=== Raw data ===

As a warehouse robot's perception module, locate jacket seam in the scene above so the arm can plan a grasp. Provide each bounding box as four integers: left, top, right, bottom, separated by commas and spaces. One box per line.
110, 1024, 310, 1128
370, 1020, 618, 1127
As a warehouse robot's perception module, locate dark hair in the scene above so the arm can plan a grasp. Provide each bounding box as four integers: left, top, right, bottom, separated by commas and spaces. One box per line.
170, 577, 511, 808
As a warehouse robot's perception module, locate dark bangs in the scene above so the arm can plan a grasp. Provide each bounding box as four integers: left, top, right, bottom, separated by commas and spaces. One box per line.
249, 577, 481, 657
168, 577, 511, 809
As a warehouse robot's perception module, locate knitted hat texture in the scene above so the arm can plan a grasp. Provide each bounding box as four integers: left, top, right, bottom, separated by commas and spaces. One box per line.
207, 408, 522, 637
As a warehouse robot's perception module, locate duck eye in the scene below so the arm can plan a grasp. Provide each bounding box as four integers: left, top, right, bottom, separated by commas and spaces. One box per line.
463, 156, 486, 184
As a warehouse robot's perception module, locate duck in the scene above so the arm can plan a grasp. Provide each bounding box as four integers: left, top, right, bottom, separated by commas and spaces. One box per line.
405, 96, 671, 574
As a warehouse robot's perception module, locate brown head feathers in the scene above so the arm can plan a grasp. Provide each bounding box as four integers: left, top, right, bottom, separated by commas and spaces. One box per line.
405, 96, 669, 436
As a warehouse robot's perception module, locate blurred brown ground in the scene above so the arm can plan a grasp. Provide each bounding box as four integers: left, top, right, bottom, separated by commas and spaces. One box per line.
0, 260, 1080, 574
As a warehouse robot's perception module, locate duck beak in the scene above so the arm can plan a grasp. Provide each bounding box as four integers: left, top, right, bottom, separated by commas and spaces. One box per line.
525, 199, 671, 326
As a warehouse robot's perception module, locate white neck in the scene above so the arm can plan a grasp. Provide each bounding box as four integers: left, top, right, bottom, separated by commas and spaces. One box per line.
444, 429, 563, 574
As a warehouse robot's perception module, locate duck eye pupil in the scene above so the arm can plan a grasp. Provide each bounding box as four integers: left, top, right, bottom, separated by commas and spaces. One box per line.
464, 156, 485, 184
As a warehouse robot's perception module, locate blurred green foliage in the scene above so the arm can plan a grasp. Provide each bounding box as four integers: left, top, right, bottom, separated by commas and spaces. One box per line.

===

What needs to be done — Turn every line of the items above into a numbered list and drop any blank lines.

Result —
1. As a warehouse robot's perception module, locate jacket seam in the scene above so the arm can plan a grasp. Provide each bounding box as four integers: left, top, right, bottom, separated by commas and spaces. One box per line.
2. 110, 1024, 310, 1128
3. 370, 1020, 618, 1127
4. As a warehouse robot's perception module, locate dark hair in the scene above so the arm can plan a grasp. Provide each bounding box as four integers: left, top, right, bottom, separated by commas and spaces. One box per line.
5. 170, 577, 511, 808
6. As a warehouse robot's perception module, locate dark bangs in the scene above so the arm can plan a grasp. Provide each bounding box as four integers: left, top, right, bottom, separated by commas and spaces. One box per line.
7. 249, 577, 481, 657
8. 168, 577, 511, 809
9. As a warehouse robot's perception module, locate knitted hat texture in the scene above so the arm can plan a grasp. Provide each bounding box as four integers: left, top, right, bottom, separated by commas and spaces. One box per line.
10. 207, 408, 522, 637
11. As a warehouse robot's perception module, locate duck eye in the scene below so the arm can plan a grasp. Provide each bounding box as four integers: left, top, right, bottom, separated by commas and spaces. One box per line.
12. 463, 156, 486, 184
13. As a warehouse robot's perception module, locate duck in the scene above so the arm can plan a grasp. Provide each bounding box as four integers: left, top, right, bottom, separated by commas and spaces. One box per line.
14. 405, 96, 671, 574
15. As a warehouse robot's perception module, locate brown head feathers in the scene above so the arm can plan a grasp. Provide each bounding box as four integers: left, top, right, bottom, separated by commas and spaces. One box per line.
16. 405, 96, 669, 436
17. As a warehouse robot's perception module, locate blurred brown ground in the scene above so the arm can plan a grasp. Provide each bounding box as four integers: left, top, right, bottom, separated by commas and spaces. One box per line.
18. 0, 260, 1080, 574
19. As a warehouse robot's perception module, locate duck beak in the scene above so the arm can plan a grasp. Provide each bounding box as four integers: left, top, right, bottom, separated by commas and spaces. One box per line.
20. 525, 199, 671, 326
21. As a warehouse robot's perception module, locate white neck in the scene above so the arm can plan a grasp. Provide each bounding box as four integers: left, top, right, bottom, separated by commas and spaces. One box per line.
22. 444, 429, 563, 574
23. As a warehouse robot's perception module, locate duck eye pupil in the scene above so the arm can plan a grasp. Provide each bounding box as four integers: left, top, right, bottom, separated by commas and spaces. One box per line.
24. 464, 156, 485, 184
25. As a warehouse robot's perception module, locate blurred green foliage in the scene above so the arm can plan a grasp. Provide each bounding box as four integers: left, top, right, bottom, separated by commas and spaces. One box per line.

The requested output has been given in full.